# [Data to use]
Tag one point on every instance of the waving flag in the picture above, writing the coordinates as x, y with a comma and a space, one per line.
--
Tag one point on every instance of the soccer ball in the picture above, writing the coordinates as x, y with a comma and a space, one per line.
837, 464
--
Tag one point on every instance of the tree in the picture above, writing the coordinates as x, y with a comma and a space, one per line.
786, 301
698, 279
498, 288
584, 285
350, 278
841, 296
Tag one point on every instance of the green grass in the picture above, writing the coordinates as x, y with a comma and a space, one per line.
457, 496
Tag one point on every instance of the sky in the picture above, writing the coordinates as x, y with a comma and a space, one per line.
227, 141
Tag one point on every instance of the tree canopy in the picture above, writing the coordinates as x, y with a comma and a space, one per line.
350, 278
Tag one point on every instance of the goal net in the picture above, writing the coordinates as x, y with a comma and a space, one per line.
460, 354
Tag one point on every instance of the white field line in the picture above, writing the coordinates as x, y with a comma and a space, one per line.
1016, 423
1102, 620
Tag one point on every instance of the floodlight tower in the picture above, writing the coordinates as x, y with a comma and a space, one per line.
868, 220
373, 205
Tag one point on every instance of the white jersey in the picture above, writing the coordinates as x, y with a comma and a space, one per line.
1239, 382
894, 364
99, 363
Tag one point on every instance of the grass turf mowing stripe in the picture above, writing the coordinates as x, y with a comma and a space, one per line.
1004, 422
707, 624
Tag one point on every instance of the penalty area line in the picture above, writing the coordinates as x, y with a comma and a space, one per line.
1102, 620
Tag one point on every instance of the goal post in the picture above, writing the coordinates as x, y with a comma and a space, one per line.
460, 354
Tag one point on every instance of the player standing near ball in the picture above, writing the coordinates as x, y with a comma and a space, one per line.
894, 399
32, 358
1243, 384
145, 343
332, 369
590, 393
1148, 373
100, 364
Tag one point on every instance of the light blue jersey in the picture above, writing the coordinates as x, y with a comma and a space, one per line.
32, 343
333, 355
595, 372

# [Task objective]
Gather every line in the items above that contains the word "ball".

# [Answer to this task]
Tag one point on every instance of the soccer ball in the picture above, writing the coordinates as x, y with a comma and a space, one per line.
Tag one point on every instance of the player standing near ball in the picture above, writing the coordinates as x, y with a comma and a space, one per line.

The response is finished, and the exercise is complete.